:: COMPLETE LO SIGUIENTE ::
1/ Copie el pasaje del texto sobre el cierre de escuelas que va desde "La solución existe." hasta "tela) cuando corresponda.", ambos incluidos, y sustituya "mascarillas" por "barbijos".
2/ En el texto sobre el cierre de escuelas, ¿cuántas semanas de cierre total sufrió en promedio cada país?

Este 24 de enero, el Día Internacional de la Educación, se cumplieron también 100 semanas de la interrupción de la misma en todo el mundo a causa del COVID-19.
En promedio, cada país sufrió 20 semanas de cierre total, más otras 20 de cierre parcial.
Las escuelas se cerraron porque fueron correctamente consideradas semilleros de contagios. Su clausura temporaria fue una medida vital de seguridad, lo mismo que cines o estadios. En los primeros meses caóticos de la pandemia se salvaron así muchas vidas.
Pero el costo de interrumpir la educación fue también terrible.
El cierre de escuelas afectó más a las niñas, a los niños de minorías étnicas, a los pobres, a los habitantes de zonas rurales, a los niños con discapacidades.
Millones de alumnos han abandonado totalmente el sistema escolar. Millones de madres no han podido retomar sus trabajos por cuidar de los hijos.
Empeoró la alimentación de muchos niños que dependen de las comidas escolares. Su salud mental se está deteriorando. Violencia doméstica, abuso infantil y trabajo infantil están en alza. Y ya no está la escuela donde se los puede detectar.
Al perder dos años de estudio el futuro de la niñez será más inestable, y de ingresos menores.
La enseñanza remota, que tantas esperanzas despertó, no pudo reemplazar la enseñanza en persona, donde se retiene la atención del niño y se sigue de cerca su desarrollo.
Podríamos perder toda una generación de ciudadanos constructivos.
Sí, la variante Omicron es extremadamente contagiosa. Las hospitalizaciones pediátricas llegaron a un máximo histórico, aunque ahora están bajando.
Pero quedarse en casa no llevó a la eliminación de los contagios.
La disyuntiva sobre el cierre de las escuelas, para padres, educadores y gobiernos ha sido de las más difíciles en este período.
La solución existe.
Si cumplimos ciertas condiciones, las escuelas serán el lugar más seguro: vacunación general, ventilación adecuada en las aulas, distanciamiento social, tests negativos a los niños como condición de regreso, frecuentes tests a docentes y personal administrativo, suspensión temporaria de actividades deportivas y coros, uso de mascarillas (no de tela) cuando corresponda.
Si así obramos, la evidencia sugiere que las escuelas no serán un factor de transmisión comunitaria.
Desde comienzos de enero, millones de niños estadounidenses han regresado a las aulas, dándonos esperanzas de una recuperación a la vista.
Sin embargo, incluso si se cumplen todas estas condiciones, la recuperación educativa llevará quizás años.
En definitiva, los costos de cerrar las escuelas superan los riesgos de mantenerlas abiertas. No podemos darnos el lujo de perder esta generación de niños.
Es positivo entonces que las escuelas reabran en todo el país, que confiemos en las medidas de protección de nuestros niños y que sea un eslabón más de nuestro regreso a cierta normalidad que nos permita seguir adelante.

:: FRAGMENTOS DE DATOS ::

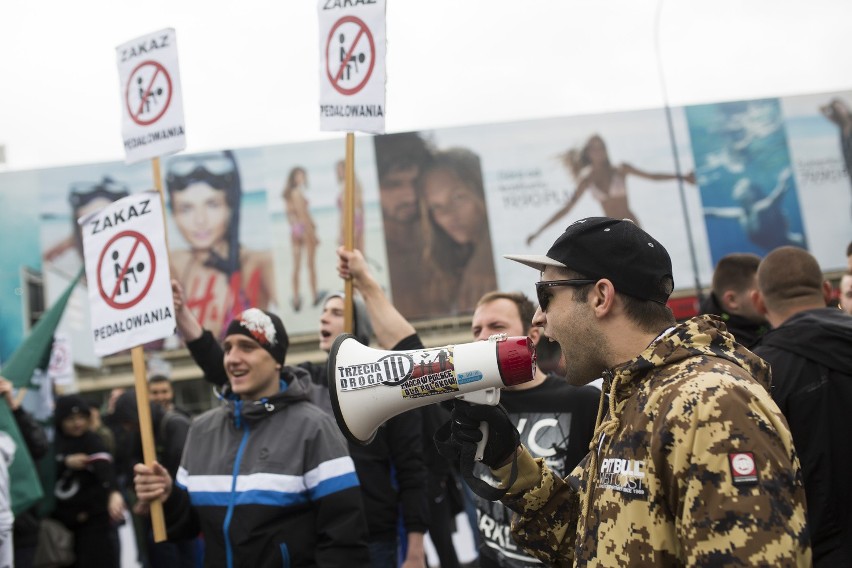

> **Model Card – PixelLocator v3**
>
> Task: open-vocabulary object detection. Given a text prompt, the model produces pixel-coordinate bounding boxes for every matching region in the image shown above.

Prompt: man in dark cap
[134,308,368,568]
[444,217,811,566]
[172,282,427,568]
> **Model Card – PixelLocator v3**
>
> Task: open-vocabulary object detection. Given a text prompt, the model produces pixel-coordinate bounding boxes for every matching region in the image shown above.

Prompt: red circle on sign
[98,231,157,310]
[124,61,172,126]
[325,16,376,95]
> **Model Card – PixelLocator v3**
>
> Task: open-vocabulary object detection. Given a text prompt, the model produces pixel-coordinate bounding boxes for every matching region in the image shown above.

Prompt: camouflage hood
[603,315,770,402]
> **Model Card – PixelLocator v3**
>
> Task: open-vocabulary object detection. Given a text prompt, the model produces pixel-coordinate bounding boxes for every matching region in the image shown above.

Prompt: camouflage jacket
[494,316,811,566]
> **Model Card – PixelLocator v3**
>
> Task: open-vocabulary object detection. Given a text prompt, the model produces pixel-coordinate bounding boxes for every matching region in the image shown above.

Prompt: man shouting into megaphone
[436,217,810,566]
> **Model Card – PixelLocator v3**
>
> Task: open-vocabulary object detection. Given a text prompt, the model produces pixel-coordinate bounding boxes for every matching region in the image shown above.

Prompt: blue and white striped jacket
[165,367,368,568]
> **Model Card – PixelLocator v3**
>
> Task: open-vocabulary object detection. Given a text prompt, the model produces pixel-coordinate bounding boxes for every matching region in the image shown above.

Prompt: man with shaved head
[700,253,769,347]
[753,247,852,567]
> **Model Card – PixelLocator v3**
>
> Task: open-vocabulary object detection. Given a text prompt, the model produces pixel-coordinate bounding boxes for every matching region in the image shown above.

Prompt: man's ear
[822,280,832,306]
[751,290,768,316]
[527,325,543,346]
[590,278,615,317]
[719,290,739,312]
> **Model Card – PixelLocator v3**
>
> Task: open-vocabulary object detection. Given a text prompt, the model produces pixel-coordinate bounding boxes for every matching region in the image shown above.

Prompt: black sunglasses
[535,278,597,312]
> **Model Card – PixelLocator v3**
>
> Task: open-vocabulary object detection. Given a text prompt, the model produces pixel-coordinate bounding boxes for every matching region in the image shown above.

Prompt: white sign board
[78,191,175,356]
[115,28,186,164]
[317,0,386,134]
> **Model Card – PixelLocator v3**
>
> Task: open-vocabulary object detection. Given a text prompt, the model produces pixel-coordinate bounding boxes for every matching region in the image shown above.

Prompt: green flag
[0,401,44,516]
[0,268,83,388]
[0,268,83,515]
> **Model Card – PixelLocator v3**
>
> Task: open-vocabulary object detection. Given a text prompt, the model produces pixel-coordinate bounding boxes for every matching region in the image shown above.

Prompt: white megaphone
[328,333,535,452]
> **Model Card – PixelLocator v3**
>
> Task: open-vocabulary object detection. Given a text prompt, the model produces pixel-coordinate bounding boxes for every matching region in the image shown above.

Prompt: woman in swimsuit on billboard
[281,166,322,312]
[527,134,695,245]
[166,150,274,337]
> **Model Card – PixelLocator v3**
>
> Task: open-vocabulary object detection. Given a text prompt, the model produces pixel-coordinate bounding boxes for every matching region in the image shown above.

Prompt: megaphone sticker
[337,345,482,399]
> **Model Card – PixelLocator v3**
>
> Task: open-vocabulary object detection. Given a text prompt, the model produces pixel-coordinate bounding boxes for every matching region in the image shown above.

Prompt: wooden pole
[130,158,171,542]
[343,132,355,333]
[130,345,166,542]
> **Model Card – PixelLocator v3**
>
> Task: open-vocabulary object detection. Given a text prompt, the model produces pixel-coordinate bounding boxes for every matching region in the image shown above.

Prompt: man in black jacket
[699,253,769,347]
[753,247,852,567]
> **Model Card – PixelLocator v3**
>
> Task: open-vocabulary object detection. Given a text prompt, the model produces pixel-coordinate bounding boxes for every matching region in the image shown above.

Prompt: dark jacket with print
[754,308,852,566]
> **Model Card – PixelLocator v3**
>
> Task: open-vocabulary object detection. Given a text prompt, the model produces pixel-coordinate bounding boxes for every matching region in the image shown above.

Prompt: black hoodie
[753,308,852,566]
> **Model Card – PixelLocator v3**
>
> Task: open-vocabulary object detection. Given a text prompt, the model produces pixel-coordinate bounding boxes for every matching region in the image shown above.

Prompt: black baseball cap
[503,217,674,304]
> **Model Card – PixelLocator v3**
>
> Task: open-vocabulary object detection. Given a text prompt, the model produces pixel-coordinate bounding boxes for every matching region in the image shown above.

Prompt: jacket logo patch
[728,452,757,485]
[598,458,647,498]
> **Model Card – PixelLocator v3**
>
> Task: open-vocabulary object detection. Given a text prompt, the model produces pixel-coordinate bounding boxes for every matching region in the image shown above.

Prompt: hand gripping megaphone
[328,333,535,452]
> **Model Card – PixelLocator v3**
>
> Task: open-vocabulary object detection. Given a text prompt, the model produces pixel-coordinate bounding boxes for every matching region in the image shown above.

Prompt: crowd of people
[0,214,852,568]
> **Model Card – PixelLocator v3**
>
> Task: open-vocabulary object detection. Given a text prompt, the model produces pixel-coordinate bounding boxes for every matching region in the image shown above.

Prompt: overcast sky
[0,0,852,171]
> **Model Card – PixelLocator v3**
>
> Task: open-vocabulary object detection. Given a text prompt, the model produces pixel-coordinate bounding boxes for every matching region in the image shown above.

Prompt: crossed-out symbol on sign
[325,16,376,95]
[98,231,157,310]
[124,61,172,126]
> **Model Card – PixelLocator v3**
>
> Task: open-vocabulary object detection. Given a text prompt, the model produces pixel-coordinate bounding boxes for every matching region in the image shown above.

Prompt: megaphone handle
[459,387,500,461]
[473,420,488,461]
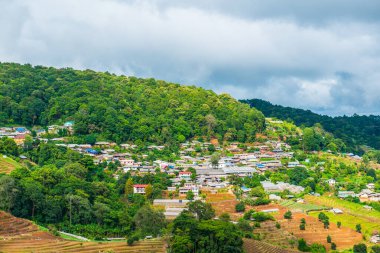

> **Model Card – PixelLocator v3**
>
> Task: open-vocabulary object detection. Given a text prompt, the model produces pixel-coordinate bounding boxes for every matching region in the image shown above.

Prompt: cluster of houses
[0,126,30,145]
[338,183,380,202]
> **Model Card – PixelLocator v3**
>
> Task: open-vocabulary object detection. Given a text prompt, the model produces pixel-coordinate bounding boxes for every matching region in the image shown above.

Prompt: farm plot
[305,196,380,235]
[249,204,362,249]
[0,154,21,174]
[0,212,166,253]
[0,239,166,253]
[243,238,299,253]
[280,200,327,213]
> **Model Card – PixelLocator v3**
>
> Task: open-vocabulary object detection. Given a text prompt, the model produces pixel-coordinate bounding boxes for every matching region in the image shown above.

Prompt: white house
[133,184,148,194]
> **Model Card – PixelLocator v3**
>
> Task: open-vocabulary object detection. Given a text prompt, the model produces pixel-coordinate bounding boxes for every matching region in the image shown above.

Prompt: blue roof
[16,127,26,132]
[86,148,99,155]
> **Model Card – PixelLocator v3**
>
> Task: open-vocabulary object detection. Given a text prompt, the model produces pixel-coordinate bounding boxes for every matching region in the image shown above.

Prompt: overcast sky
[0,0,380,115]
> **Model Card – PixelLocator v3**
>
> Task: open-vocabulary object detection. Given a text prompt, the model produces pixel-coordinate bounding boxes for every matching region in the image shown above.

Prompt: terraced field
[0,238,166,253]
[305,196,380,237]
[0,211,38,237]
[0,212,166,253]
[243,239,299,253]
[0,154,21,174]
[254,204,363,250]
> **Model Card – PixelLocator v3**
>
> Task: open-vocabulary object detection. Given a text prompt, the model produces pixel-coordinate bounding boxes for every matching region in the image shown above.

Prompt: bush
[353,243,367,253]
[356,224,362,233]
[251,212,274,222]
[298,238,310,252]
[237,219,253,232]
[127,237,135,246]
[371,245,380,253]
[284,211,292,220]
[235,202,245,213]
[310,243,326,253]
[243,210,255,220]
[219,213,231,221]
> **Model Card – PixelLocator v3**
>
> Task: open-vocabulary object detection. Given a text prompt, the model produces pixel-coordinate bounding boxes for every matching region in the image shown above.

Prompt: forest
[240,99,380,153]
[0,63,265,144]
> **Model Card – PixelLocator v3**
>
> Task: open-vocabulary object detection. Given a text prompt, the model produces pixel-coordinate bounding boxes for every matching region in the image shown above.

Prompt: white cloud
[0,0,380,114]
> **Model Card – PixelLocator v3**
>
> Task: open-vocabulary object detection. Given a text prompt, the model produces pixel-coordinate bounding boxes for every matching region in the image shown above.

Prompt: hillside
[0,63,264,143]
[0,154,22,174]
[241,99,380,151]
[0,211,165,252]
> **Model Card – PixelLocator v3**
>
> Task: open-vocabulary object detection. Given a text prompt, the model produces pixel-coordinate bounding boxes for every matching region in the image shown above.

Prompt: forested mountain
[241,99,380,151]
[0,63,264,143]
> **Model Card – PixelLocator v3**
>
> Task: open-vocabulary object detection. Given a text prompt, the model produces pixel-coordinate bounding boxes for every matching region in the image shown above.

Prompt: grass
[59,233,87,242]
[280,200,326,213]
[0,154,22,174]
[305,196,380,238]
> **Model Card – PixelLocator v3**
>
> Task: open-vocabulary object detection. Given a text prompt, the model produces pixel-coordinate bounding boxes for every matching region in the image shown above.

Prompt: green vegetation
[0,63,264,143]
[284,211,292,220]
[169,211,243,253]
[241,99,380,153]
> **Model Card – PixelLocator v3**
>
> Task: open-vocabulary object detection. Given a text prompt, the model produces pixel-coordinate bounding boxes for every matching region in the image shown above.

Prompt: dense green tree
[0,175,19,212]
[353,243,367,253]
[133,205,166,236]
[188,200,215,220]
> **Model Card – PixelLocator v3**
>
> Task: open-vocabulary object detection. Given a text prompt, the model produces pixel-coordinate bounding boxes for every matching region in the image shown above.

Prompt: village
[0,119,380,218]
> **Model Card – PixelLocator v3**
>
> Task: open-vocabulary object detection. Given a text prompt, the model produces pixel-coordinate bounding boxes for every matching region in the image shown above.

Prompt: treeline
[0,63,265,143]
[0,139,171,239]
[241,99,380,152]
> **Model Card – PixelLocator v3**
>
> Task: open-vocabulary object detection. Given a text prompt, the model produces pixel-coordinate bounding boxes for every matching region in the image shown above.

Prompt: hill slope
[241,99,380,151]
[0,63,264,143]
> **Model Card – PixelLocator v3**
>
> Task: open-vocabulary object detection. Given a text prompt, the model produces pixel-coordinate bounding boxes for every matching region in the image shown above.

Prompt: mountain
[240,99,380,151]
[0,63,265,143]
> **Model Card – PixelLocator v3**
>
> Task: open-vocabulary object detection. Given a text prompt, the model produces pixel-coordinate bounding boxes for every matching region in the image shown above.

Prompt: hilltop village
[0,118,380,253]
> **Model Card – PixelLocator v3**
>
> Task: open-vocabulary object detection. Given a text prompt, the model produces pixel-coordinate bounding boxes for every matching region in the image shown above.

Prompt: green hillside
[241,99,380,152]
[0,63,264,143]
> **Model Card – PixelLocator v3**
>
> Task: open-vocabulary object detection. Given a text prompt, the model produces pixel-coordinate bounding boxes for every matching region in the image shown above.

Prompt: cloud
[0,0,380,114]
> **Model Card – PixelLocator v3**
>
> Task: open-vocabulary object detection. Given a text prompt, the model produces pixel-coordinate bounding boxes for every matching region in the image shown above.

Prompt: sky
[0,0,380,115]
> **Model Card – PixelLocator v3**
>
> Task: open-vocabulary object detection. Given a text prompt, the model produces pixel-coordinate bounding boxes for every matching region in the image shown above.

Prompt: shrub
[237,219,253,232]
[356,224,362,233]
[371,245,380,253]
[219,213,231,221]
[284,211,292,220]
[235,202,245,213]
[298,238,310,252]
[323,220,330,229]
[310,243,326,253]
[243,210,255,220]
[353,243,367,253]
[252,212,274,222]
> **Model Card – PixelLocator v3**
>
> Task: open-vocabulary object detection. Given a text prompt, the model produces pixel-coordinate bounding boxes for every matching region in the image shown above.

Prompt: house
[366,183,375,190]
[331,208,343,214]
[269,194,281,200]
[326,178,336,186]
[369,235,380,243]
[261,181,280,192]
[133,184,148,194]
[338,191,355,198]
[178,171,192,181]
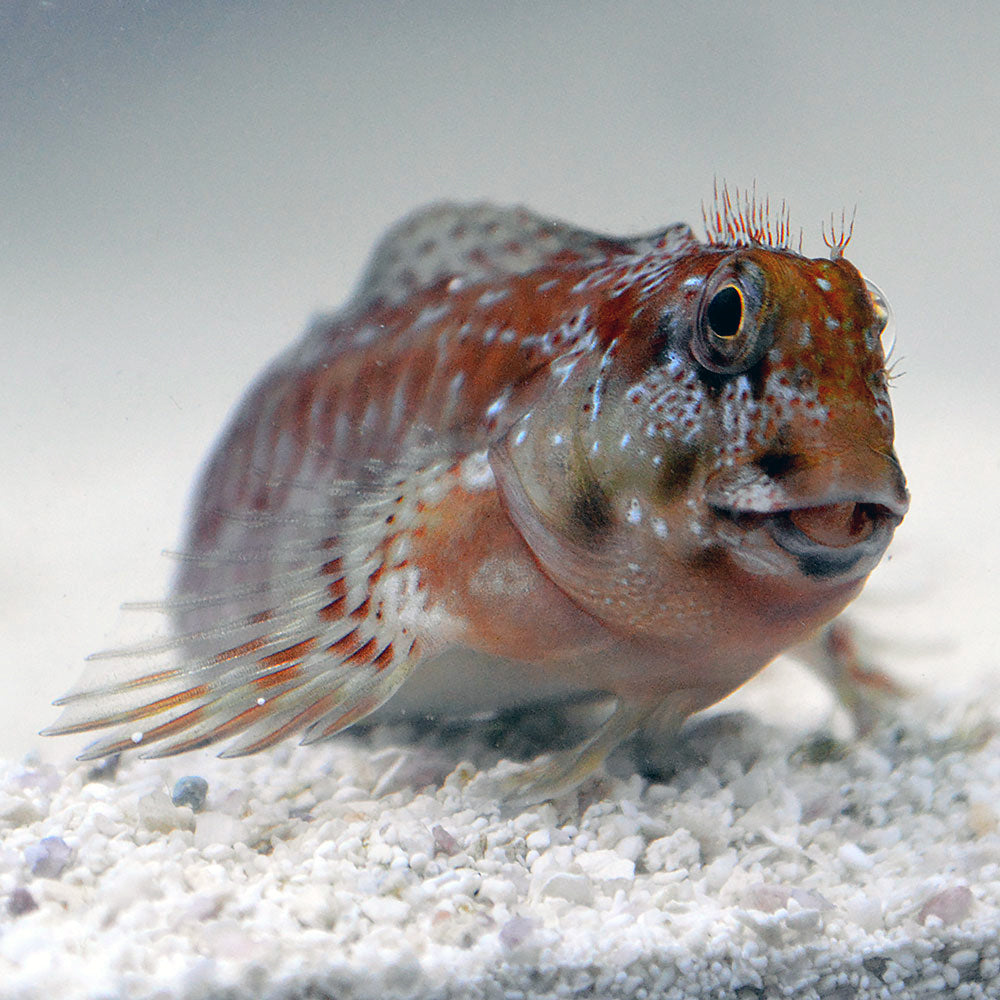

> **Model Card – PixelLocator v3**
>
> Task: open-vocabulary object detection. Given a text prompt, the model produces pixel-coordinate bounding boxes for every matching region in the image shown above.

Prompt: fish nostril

:: RESPUESTAS DEL EJERCICIO ::
1/
La solución existe.
Si cumplimos ciertas condiciones, las escuelas serán el lugar más seguro: vacunación general, ventilación adecuada en las aulas, distanciamiento social, tests negativos a los niños como condición de regreso, frecuentes tests a docentes y personal administrativo, suspensión temporaria de actividades deportivas y coros, uso de barbijos (no de tela) cuando corresponda.

2/ 20 semanas de cierre total.